Reproduce the material below verbatim, line for line.

### Supplied records
========
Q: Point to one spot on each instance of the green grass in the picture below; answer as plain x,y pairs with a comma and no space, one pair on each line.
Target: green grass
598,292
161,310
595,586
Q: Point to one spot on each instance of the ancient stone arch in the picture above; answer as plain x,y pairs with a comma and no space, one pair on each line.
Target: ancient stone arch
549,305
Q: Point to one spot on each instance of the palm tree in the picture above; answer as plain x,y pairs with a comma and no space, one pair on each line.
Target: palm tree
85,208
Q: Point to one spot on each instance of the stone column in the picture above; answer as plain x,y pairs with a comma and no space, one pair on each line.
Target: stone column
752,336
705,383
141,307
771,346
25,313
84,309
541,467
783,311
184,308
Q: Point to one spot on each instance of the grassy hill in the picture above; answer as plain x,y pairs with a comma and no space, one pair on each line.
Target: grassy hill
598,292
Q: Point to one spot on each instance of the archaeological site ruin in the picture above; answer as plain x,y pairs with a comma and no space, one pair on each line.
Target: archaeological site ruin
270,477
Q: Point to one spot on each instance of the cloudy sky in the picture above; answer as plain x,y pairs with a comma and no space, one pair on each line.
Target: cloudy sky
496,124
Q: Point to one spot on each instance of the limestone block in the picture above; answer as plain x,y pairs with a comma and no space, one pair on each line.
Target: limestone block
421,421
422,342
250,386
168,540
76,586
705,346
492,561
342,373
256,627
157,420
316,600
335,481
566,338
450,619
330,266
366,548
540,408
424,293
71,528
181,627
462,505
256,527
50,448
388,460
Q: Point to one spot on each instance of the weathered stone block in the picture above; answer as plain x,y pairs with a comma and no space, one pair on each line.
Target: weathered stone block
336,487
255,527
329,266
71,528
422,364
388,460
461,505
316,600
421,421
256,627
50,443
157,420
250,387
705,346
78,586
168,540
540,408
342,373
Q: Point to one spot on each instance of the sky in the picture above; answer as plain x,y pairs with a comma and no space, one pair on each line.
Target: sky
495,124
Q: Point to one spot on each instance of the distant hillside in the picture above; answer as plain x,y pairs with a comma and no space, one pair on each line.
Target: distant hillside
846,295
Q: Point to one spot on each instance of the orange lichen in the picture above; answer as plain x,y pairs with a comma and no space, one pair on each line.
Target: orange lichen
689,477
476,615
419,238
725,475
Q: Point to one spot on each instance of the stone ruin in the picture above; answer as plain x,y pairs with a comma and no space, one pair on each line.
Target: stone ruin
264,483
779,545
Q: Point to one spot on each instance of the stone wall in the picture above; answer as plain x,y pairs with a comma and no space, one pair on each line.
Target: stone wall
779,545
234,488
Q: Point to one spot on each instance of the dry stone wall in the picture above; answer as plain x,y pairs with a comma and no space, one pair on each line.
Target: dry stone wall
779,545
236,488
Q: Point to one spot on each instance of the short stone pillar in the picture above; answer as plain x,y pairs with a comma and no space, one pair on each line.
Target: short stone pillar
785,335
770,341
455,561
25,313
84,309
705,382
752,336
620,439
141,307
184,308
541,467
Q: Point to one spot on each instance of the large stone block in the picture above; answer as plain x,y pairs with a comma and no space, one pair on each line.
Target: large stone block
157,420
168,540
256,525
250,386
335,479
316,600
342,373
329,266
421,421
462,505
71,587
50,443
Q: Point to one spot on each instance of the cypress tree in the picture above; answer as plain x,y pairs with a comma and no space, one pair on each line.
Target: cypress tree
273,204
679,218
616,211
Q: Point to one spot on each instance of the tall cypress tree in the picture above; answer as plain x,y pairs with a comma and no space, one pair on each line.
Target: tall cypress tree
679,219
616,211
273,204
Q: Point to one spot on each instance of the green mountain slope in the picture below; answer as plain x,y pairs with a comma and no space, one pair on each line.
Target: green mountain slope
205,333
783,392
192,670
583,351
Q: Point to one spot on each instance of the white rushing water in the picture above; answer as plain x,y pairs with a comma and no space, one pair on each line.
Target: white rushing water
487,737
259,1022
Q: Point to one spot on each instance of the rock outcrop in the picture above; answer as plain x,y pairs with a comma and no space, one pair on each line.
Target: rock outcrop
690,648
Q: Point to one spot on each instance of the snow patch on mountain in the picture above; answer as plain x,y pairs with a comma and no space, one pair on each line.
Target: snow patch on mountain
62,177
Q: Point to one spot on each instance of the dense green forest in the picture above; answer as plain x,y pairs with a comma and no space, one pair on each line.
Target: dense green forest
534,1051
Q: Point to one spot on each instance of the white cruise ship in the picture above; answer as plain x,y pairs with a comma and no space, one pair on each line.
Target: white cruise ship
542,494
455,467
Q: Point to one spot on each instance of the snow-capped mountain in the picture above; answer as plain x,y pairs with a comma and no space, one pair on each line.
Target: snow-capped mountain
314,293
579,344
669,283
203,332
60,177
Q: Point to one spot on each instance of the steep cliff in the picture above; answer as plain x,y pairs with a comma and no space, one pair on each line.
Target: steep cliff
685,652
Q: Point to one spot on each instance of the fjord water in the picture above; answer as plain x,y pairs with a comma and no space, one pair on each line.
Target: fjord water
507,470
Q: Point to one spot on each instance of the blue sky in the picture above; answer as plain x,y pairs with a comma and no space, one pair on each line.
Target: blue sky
========
### Answer to the task
Q: Point to one spot on each instance of the green grass in the picture below; answer as plain x,y pairs with a comma and no space, one pair on each line.
Target: green grass
598,292
161,310
595,586
Q: Point to one spot on each instance of the ancient stone arch in the picture above; answer as plain x,y pairs with a comma and no space, one pair on each line.
Target: ancient stone arch
549,305
Q: Point to one spot on each instance of the palm tree in the picture above; answer as plain x,y pairs with a comma and no space, one pair on each line.
Target: palm tree
85,208
Q: Point to one spot on each instance of the stone column in the picture above; answer as plain x,y pairs with a comma and no space, one pair on each line.
Target: stone column
752,336
705,383
141,307
771,346
25,313
84,309
541,467
783,311
184,308
Q: Point to one spot on each instance of the grassy hill in the picture above; answer as plain x,y pairs with a comma and no space, one pair on each line.
Target: grassy hill
598,292
Q: Point to one spot on each instance of the archaeological site ruin in the picture above; answer as plain x,y pairs with a comma and no space, one pair on each line.
Target: archaeological site ruin
270,477
Q: Point to one spot on each instance of the cloudy sky in the picture above; answer as plain x,y pairs with a comma and no space, one pair on each line.
Target: cloudy sky
496,124
Q: Point to one spot on each instance of the limestone block in the picture above; answer as plain x,y pairs with a comma and no space, one pair on each line.
Target: limestone block
421,421
422,342
250,386
168,540
76,586
705,346
492,561
342,373
256,627
157,420
316,600
335,481
566,338
450,619
330,266
366,548
540,408
424,293
71,528
181,627
462,505
256,527
50,448
388,460
Q: Point to one spot on each instance of the weathered stone block in the picture above; answer as plain x,y pairs with a comma and no space, one pair on each line.
Target: weathered stone block
336,487
255,527
329,266
71,528
422,364
388,460
461,505
316,600
421,421
256,627
50,443
157,420
250,387
705,346
78,586
168,540
540,408
342,373
Q: Point to one spot on each instance of the sky in the picture above; answer as plain x,y pairs with a comma and no space, one pair on each line.
Target: sky
495,124
Q: Point to one spot on each instance of the distant hillside in the picture above; answer as plain x,y pairs with a comma and no space, one pair on each line.
Target: distant hillside
846,295
Q: Point to one spot on each instance of the orange lichen in the picture above; answer as plain x,y pairs with a comma and no space, one pair on each line.
Target: orange lichen
689,477
476,615
419,238
725,475
Q: Point to one spot on each instance of the stone ruin in the picture above; answer as plain x,y pairs with a comma and no space, one pair on each line.
Target: stone ruin
264,483
779,545
Q: Point to one spot on each instance of the stone wall in the picture above; answer as plain x,y pairs with a comma and no space, one pair on each line.
Target: stone wall
779,545
234,488
Q: Point to one spot on each instance of the dry stone wall in the picture above; answer as plain x,y pairs with a comma and no space, one pair on each line.
Target: dry stone wall
779,545
236,488
Q: Point to one spot on each instance of the short stone pillar in the picture above; answer as plain x,y pairs with a comma and no space, one pair on each line.
Target: short stone pillar
785,335
770,341
455,561
25,313
84,309
705,382
752,336
620,439
141,307
184,308
541,467
Q: Point to one spot on each instance of the large stone block in the picture above; answer as plain x,y pairs with a comma and no space, one pair on each line.
Target: large stone block
157,420
168,540
256,525
250,386
335,479
316,600
342,373
329,266
421,421
462,505
71,587
50,443
Q: Point to one spot on each instance of the cypress tree in the picture above; answer as plain x,y pairs with a comma and no space, one pair on each line.
Target: cypress tree
273,204
679,218
616,211
Q: Point to one spot on each instance of the tall cypress tree in the picture above; answer as plain x,y pairs with a comma and no space, one pair on each line.
Target: tall cypress tree
679,219
616,211
273,204
Q: Point to one spot on each instance of the green mountain slope in the picture below; answer as plain x,y pairs with a comma and no space, one pair on each line.
Target: green mountain slope
205,333
783,392
192,670
583,351
Q: Point to one spot on each instance of the white rushing water in the picture above; answer as plain x,y pairs with a comma and no space, one pair on each line.
Target: white rushing water
487,737
259,1022
Q: Point to one spot on each instance of the rock outcrop in the picture above; answer as plain x,y pairs with a comma and no space, one pair on each line.
Target: rock outcrop
690,648
Q: Point to one spot on each instance of the snow patch on mountain in the picture above; answer as plain x,y pairs with a comma and no space, one pair on each line.
Target: snow patch on mountain
62,177
Q: Point to one spot on each instance of the dense green forest in the picture above; answer as plain x,y pairs with a comma and no space, one pair on each line.
Target: dense green forest
534,1051
Q: Point to one spot on each instance of the white cruise ship in the picture above; answer as plain x,y pairs with a comma and no space, one pair on each line.
Target: white cruise ship
542,494
455,467
Q: Point to one spot on each instance of the snow-capped mountain in the picture above; answer as plain x,y pairs with a comma and no space, one pair on each line.
Target: snow-capped mountain
314,293
579,344
669,283
203,332
60,177
Q: Point to one spot on each instance of the steep cliff in the picture above; answer as plain x,y pairs with a comma and no space, one pair on each line.
Target: steep cliff
685,652
Q: Point to one spot on each instance of the fjord water in the picture above; answer as plain x,y pairs with a comma and no space, one pair on each line.
Target: fjord water
507,470
Q: Point to one spot on each instance of the blue sky in the picture above; answer as plain x,y pairs with a comma and no space, one pair on each line.
Target: blue sky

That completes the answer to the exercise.